**Data for this exercise**:

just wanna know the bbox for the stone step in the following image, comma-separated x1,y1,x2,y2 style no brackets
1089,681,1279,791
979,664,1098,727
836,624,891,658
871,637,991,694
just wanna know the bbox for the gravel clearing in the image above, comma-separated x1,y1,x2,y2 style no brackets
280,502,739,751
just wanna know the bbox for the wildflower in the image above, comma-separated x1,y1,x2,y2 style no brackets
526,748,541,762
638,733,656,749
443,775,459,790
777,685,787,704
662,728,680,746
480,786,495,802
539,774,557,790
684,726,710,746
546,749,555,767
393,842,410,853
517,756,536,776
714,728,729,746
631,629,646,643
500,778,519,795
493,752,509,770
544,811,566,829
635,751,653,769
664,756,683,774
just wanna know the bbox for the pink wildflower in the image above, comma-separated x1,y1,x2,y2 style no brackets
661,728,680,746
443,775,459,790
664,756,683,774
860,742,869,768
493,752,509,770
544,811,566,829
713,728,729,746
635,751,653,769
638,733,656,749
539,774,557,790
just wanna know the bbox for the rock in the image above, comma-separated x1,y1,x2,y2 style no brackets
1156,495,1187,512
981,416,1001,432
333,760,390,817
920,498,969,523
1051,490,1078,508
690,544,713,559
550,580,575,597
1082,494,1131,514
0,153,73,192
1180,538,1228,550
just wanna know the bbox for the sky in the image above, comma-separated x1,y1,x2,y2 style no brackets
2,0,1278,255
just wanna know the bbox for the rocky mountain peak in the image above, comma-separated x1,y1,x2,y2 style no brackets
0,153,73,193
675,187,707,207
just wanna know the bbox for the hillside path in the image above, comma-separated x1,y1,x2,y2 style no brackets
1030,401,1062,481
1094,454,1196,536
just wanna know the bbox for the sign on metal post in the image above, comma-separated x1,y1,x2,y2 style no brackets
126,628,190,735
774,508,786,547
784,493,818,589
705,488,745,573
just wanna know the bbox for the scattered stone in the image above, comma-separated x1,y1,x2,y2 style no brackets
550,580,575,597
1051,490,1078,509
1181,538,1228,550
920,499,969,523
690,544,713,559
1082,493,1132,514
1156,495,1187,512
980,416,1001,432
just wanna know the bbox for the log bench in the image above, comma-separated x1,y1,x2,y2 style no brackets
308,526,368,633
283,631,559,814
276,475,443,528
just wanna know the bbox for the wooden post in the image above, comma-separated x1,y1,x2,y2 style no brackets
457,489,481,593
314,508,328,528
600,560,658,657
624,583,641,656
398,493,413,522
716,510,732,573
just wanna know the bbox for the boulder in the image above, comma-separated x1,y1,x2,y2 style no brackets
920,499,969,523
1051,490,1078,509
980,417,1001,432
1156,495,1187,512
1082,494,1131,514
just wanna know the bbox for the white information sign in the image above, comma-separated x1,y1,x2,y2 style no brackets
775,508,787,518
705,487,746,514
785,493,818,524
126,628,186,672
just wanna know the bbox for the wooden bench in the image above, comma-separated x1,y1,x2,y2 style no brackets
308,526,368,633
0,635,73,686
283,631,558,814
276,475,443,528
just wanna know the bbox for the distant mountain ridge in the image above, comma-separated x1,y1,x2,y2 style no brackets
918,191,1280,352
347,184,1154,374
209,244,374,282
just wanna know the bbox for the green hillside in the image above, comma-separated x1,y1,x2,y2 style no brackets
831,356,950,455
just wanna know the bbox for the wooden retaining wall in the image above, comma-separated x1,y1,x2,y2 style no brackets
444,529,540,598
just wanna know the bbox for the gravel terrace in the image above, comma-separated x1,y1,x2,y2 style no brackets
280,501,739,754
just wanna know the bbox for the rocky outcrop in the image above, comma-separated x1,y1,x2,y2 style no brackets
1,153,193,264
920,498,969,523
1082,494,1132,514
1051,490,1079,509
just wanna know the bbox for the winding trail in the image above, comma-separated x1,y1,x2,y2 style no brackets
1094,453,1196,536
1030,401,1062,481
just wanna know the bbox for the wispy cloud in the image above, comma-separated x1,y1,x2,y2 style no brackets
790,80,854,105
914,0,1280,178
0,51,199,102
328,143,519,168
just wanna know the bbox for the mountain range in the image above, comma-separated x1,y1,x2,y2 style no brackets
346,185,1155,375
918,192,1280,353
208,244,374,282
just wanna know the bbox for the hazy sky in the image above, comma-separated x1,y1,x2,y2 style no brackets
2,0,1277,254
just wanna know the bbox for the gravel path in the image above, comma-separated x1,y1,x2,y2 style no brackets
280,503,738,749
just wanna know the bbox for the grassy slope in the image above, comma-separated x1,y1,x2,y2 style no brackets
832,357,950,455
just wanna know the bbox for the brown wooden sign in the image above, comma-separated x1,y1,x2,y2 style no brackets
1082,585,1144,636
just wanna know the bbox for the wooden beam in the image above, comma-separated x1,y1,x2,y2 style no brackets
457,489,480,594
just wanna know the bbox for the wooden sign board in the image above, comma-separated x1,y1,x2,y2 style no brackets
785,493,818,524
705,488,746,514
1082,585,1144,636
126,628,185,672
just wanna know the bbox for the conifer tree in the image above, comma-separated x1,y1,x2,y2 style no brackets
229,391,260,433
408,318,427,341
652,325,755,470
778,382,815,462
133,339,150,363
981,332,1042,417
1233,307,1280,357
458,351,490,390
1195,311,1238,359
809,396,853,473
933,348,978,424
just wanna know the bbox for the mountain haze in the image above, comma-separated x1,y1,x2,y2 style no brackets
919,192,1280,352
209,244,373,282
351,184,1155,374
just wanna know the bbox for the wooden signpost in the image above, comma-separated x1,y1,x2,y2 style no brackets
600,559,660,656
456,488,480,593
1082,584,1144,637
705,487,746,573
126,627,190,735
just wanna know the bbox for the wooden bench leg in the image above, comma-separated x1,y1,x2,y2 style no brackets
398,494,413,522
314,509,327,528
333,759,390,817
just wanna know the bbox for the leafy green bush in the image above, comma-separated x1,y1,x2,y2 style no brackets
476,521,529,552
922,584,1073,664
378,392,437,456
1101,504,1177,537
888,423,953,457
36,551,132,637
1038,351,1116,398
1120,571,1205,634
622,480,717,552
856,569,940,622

**What the task asks**: Having read the material, return all of it word for word.

**Response box**:
just wanna know the bbox for the stone step in the following image, comma-separated x1,y1,x2,y2 style no brackets
1089,681,1279,791
979,664,1098,727
836,624,891,658
871,637,991,694
just wanna know the bbox for the gravel clearing in the image above, comma-separated x1,y1,x2,y2 style no brackets
280,502,739,751
just wanna know the bbox for the wildflower in the image above, comma-separated x1,y1,x2,y2 style no brackets
526,748,541,762
638,733,656,749
443,775,459,790
777,685,787,704
662,728,680,746
480,786,495,802
539,774,557,790
684,726,710,746
546,749,555,767
393,842,410,853
517,756,536,776
714,728,729,746
631,629,646,643
500,778,519,795
493,752,509,770
544,811,566,829
635,751,653,769
664,756,683,774
just wanna know the bbox for the pink wildflower in the image above, comma-separated x1,y1,x2,y2 style no brackets
661,728,680,746
443,775,459,790
664,756,683,774
860,742,869,768
493,752,509,770
544,811,566,829
713,728,729,746
635,751,653,769
638,733,656,749
539,774,557,790
just wanna know the bbox for the rock in the image above, comma-separated x1,y1,x2,y2 style no brackets
1156,495,1187,512
981,416,1001,432
333,760,390,817
920,498,969,523
1051,490,1078,508
690,544,713,559
550,580,575,597
1082,494,1131,514
0,153,73,192
1180,538,1228,550
just wanna know the bbox for the sky in the image above, comma-separated x1,y1,x2,y2 style no brackets
2,0,1278,255
just wanna know the bbox for the rocky mountain peak in the image above, comma-separated x1,y1,x2,y2 style no brackets
0,153,73,193
675,187,707,207
just wanna know the bbox for the hillside path in the image above, comma-separated x1,y1,x2,y2 style no brackets
1030,401,1062,481
1094,454,1196,536
just wanna know the bbox for the sign on metal post in the image above, comma-separated x1,y1,x2,y2 style no brackets
126,628,190,735
774,508,786,547
784,493,818,589
705,488,745,573
just wanna know the bbox for the scattered stone in the image above, comma-separated x1,y1,x2,y2 style no brackets
550,580,575,597
1051,490,1078,509
1181,538,1228,550
920,499,969,523
690,544,713,559
1082,493,1132,514
1156,495,1187,512
980,416,1001,432
just wanna know the bbox for the log bench in the image above, comma-separated x1,y1,x2,y2 style no brackets
308,526,368,633
283,631,559,814
276,475,443,528
just wanna know the bbox for the wooden post in the image above, comma-separated x1,y1,x2,y2 style no brackets
457,489,481,593
314,508,328,528
600,560,658,657
624,583,641,656
398,493,413,522
716,510,732,573
just wanna know the bbox for the boulder in the image above, comma-separated x1,y1,x2,y2 style no brackets
920,499,969,523
1051,490,1078,509
980,417,1001,432
1156,495,1187,512
1082,494,1131,514
just wanna know the bbox for the white information sign in the image above, comma-separated x1,y1,x2,y2 style no brackets
775,508,787,518
705,487,746,514
785,493,818,524
126,628,186,672
just wanna know the bbox for the wooden bench in the image above, comma-separated x1,y1,x2,y2 style no brackets
308,526,368,633
0,635,73,686
283,631,558,814
276,475,443,528
just wanna know the bbox for the distant mountain ridge in the image above, comma-separated x1,y1,x2,y2 style no brackets
918,191,1280,352
347,184,1154,374
209,244,374,282
just wanna know the bbox for the green hillside in the image above, comma-separated x1,y1,x2,y2 style no brackets
831,356,950,455
just wanna know the bbox for the wooden retaining wall in the image above, comma-separated x1,y1,x2,y2 style no brackets
444,529,540,598
just wanna know the bbox for the gravel terrace in the image above, comma-separated x1,y1,x2,y2 style no brackets
280,501,739,754
just wanna know the bbox for the rocky outcrop in the image above, comma-separated x1,y1,x2,y2 style no brackets
1,153,193,264
920,498,969,523
1082,494,1132,514
1051,490,1079,509
just wanna know the bbox for the winding trail in the image above, comma-separated x1,y1,x2,y2 style no brackets
1094,453,1196,536
1030,401,1062,481
just wanna know the bbox for the wispy cloud in the image above, comma-separated x1,y1,x2,y2 style no brackets
790,80,854,105
914,0,1280,178
0,51,199,102
328,143,519,168
just wanna know the bbox for the mountain range in the image above, comma-separated x1,y1,x2,y2 style no brackets
346,185,1155,375
918,192,1280,353
208,244,374,282
just wanna know the bbox for the hazy sky in the image above, comma-separated x1,y1,x2,y2 style no brackets
2,0,1277,254
just wanna know the bbox for the gravel path in the image above, comma-separated x1,y1,x2,y2 style no brackets
280,503,738,749
just wanna know the bbox for the grassy slope in the image above, comma-separated x1,y1,x2,y2 style no brackets
832,357,950,455
just wanna know the bbox for the brown wooden sign in the image above, comma-separated x1,y1,x2,y2 style no brackets
1082,585,1144,636
just wanna know the bbox for the wooden beam in the image above, comma-separated x1,y1,x2,y2 style no brackets
457,489,480,594
just wanna know the bbox for the wooden sign board in the image above, comma-separated x1,y1,x2,y2 style no brackets
785,493,818,524
705,488,746,514
1082,585,1144,636
126,628,185,672
just wanna know the bbox for the conifer tree in the image above, comma-separated x1,y1,x2,y2 style no brackets
229,391,260,433
408,318,427,341
652,325,755,470
778,382,815,462
133,339,150,363
981,332,1042,417
1233,307,1280,357
458,351,490,390
1195,311,1238,359
809,396,853,473
933,348,978,424
just wanna know the bbox for the mountain haze in the image above, comma-separated x1,y1,x2,y2 style no brackets
919,192,1280,352
209,244,373,282
351,184,1155,374
just wanna know the bbox for the wooden signpost in the image above, comma-separated x1,y1,x2,y2 style no brackets
600,559,660,656
456,488,480,593
1082,584,1144,637
705,487,746,573
126,627,190,735
just wanna know the bbox for the wooden bench leg in the image above, comma-separated x1,y1,x2,y2 style no brackets
398,494,413,522
314,509,327,528
333,759,390,817
just wanna know the bbox for the leafy green bush in the image above, comma-separated x1,y1,x2,y2 style no brackets
476,521,529,552
922,584,1073,664
378,392,437,456
1101,504,1177,537
888,423,953,457
36,551,132,637
1038,351,1116,398
1120,571,1205,634
622,480,717,552
856,569,940,622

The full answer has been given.